[Stored records]
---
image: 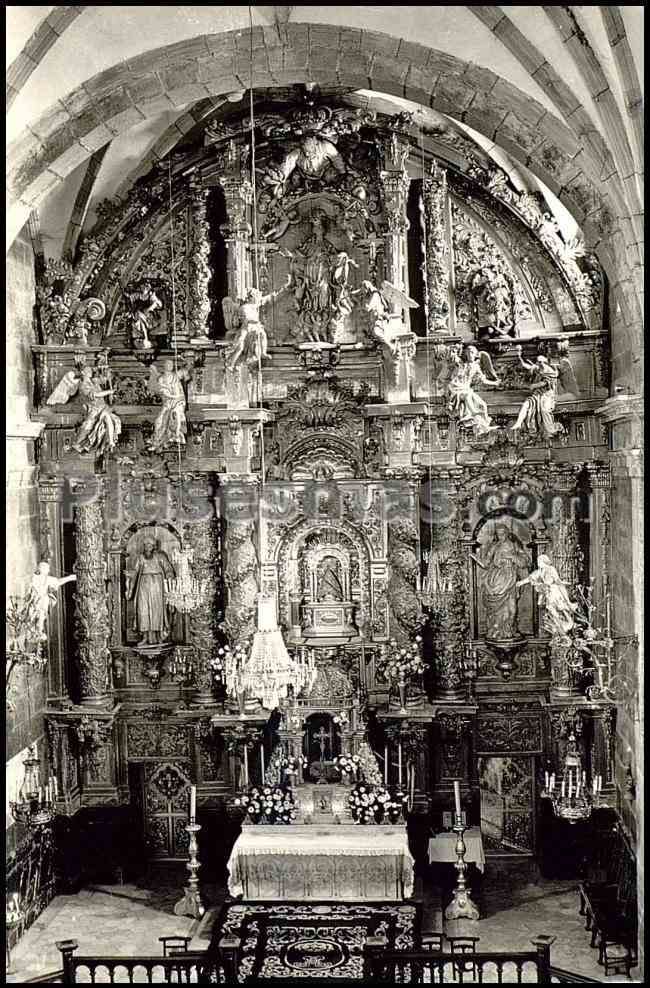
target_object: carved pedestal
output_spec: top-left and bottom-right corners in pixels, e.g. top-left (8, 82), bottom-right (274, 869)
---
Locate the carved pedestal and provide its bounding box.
top-left (74, 477), bottom-right (112, 707)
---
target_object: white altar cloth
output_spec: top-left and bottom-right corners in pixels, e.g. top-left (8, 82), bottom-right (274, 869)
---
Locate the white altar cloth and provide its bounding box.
top-left (228, 824), bottom-right (413, 901)
top-left (429, 827), bottom-right (485, 871)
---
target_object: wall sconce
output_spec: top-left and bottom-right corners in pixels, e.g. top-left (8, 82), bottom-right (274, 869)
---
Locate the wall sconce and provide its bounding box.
top-left (623, 762), bottom-right (636, 803)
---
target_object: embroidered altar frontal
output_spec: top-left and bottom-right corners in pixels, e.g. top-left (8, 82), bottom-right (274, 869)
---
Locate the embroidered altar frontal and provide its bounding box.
top-left (228, 825), bottom-right (413, 902)
top-left (212, 904), bottom-right (421, 982)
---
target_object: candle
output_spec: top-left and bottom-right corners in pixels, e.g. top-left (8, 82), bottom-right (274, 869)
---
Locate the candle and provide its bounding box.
top-left (454, 781), bottom-right (460, 819)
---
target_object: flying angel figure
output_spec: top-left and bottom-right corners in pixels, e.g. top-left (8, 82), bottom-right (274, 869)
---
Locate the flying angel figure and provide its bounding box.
top-left (47, 367), bottom-right (122, 454)
top-left (351, 279), bottom-right (418, 354)
top-left (512, 343), bottom-right (579, 439)
top-left (447, 346), bottom-right (501, 436)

* **WHAT TO WORK ON**
Quote all of the records above word for word, omitting the pictures.

* **WORKED ANSWER**
---
image: 
target_object: carved pedestal
output_spec: top-left and bottom-right corners in pixels, e.g. top-left (8, 82), bottom-right (274, 869)
---
Locate the carved pedestal and provide its bounding box.
top-left (74, 477), bottom-right (112, 707)
---
target_object: white altar cloth
output_spec: top-left and bottom-right corners in pixels, e.g. top-left (8, 82), bottom-right (274, 869)
---
Locate the white altar cloth and provide its bounding box.
top-left (228, 824), bottom-right (413, 901)
top-left (429, 827), bottom-right (485, 871)
---
target_object: wall sconce
output_spec: top-left and bottom-right corners in pixels, e.g. top-left (8, 82), bottom-right (274, 869)
---
Locate the wall sconce and provide its bounding box.
top-left (623, 762), bottom-right (636, 803)
---
target_object: embroidered altar frontal
output_spec: top-left and bottom-right corners in pixels, e.g. top-left (8, 82), bottom-right (274, 869)
---
Locate the embroidered altar frontal and provide its bounding box.
top-left (228, 825), bottom-right (413, 902)
top-left (212, 904), bottom-right (421, 982)
---
target_object: candle
output_spec: top-left and bottom-right corners in pixels, e.g. top-left (8, 82), bottom-right (274, 869)
---
Locate the candle and provide its bounding box.
top-left (454, 781), bottom-right (460, 819)
---
target_object: flying angel figure
output_spec: top-left and bottom-right corners in pixels, e.g. top-left (8, 82), bottom-right (274, 869)
---
Locate the flying angel figure and provide its bounding box.
top-left (47, 367), bottom-right (122, 454)
top-left (351, 279), bottom-right (418, 354)
top-left (512, 343), bottom-right (579, 439)
top-left (447, 346), bottom-right (501, 436)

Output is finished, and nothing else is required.